ARBEITSAUFTRÄGE:
a) Fassen Sie den Text über Gründungsförderung in der Medizin in zwei Sätzen zusammen.
b) Übernehmen Sie aus dem Text über Gründungsförderung in der Medizin wortgetreu die Passage zwischen „Einmal pro Jahr“ und „Gründungsideen zu katalysieren.“, beide einschließlich.
c) Schreiben Sie den Text über Gründungsförderung in der Medizin im Anschluss an seinen letzten Satz weiter.

── TEXTAUSSCHNITT ──

Einmal pro Jahr organisieren wir einen Kongress zum Thema „Digital meets Clinical Healthcare“ in München. Dominik Böhler und ich unterrichten für Medizinstudenten einmal im Semester die ‚Akademie unternehmerische Medizin‘ an der TU. Zudem bietet das MedInnovate Programm von Prof. Navab und Dr. Christoph Hennersperger die Möglichkeit, mit einem Team die Klinik von innen zu erleben und Gründungsideen zu katalysieren.

Dr.-Dominik-Pförringer
Dr. Dominik Pförringer steht Startups mit Rat und Tat zur Verfügung.

Neben all diesem bietet sowohl die LMU als auch eine Reihe privater Initiativen beispielsweise im Werk 1 die Möglichkeit zum Austausch, zur Inkubation sowie Akzeleration. Gerne stehe ich jungen Teams, die entweder gründen wollen oder bereits gegründet haben, jederzeit mit Rat und Tat zur Verfügung, sei es in Bezug auf den medizinischen Inhalt, die Team-Strukturierung oder die Finanzierung ihres Ventures.

───
── ZU PRÜFENDE DATEN ──

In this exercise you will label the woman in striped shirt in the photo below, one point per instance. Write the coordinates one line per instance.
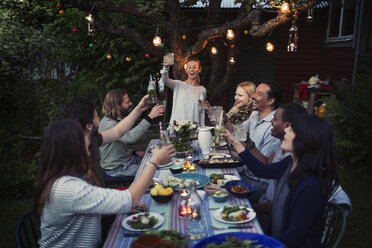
(67, 199)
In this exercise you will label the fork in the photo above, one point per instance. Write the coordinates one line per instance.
(231, 227)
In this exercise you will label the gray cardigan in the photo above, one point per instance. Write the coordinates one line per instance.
(115, 154)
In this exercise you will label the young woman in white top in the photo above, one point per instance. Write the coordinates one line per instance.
(67, 199)
(186, 93)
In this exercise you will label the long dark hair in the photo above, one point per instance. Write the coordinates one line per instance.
(314, 150)
(62, 153)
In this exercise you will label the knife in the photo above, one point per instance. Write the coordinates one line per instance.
(240, 227)
(133, 234)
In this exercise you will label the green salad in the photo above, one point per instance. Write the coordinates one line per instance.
(232, 241)
(177, 240)
(181, 146)
(142, 221)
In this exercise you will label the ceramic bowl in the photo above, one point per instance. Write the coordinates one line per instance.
(211, 188)
(162, 198)
(245, 188)
(220, 196)
(175, 169)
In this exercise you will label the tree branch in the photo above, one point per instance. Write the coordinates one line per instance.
(281, 19)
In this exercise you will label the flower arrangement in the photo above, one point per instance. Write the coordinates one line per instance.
(182, 129)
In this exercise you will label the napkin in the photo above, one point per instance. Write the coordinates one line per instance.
(201, 193)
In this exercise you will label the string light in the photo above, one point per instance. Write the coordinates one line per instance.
(269, 46)
(285, 8)
(214, 50)
(157, 40)
(310, 15)
(292, 38)
(229, 33)
(90, 20)
(232, 60)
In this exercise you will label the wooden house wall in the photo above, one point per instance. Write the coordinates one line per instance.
(313, 56)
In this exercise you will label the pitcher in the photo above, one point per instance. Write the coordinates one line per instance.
(205, 140)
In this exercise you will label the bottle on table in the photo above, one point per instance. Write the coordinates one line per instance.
(151, 90)
(164, 138)
(196, 218)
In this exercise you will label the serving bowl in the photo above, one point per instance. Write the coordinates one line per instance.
(220, 196)
(239, 188)
(211, 188)
(175, 169)
(162, 198)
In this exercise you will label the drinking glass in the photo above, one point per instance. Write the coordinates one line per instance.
(169, 58)
(240, 132)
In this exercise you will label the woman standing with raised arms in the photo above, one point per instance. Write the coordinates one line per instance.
(186, 93)
(67, 198)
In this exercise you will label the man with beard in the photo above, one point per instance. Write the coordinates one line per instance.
(116, 158)
(83, 110)
(265, 101)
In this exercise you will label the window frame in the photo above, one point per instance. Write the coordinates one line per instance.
(340, 37)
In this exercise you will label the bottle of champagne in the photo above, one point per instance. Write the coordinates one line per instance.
(151, 89)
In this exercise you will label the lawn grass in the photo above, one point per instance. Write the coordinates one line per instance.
(358, 224)
(11, 212)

───

ANTWORTEN JE AUFGABE:
a) In München finden ein jährlicher Kongress zum Thema „Digital meets Clinical Healthcare“ und an der TU jedes Semester die ‚Akademie unternehmerische Medizin‘ für Medizinstudenten statt. Das MedInnovate Programm ermöglicht es Teams, die Klinik von innen zu erleben, während die LMU und private Initiativen wie im Werk 1 Austausch, Inkubation und Akzeleration bieten und jungen Teams Rat zu medizinischem Inhalt, Team-Strukturierung und Finanzierung angeboten wird.

b)
Einmal pro Jahr organisieren wir einen Kongress zum Thema „Digital meets Clinical Healthcare“ in München. Dominik Böhler und ich unterrichten für Medizinstudenten einmal im Semester die ‚Akademie unternehmerische Medizin‘ an der TU. Zudem bietet das MedInnovate Programm von Prof. Navab und Dr. Christoph Hennersperger die Möglichkeit, mit einem Team die Klinik von innen zu erleben und Gründungsideen zu katalysieren.

c)
Sie haben selbst eine Zeit  lang in den USA sowie in Asien verbracht. Was haben Sie an Inspirationen mitgebracht?

Meine Zeit in Kalifornien ebenso wie mein MBA in Fontainebleau und Singapur haben mir die Augen geöffnet für das Thema Entrepreneurship. Diese beiden Erfahrungen waren extrem prägend und positiv für meine weitere Entwicklung. Es ist großartig zu erleben, wie offen die US-Amerikaner denken und handeln. Dort habe ich gelernt die Dinge mit der Sichtweise „Alles ist möglich“ anzupacken.

Der Deutsche an sich hadert, erkennt Risiken und Gründe, wieso etwas nicht funktionieren sollte. Die Menschen in den USA gehen wagemutig auf neue Herausforderungen zu, trauen sich etwas zu und arbeiten dann extrem hart, um es auch möglich zu machen und in die Tat umzusetzen.

Welche Bedeutung haben eHealth und Telemedizin aus Ihrer Sicht im deutschen Markt?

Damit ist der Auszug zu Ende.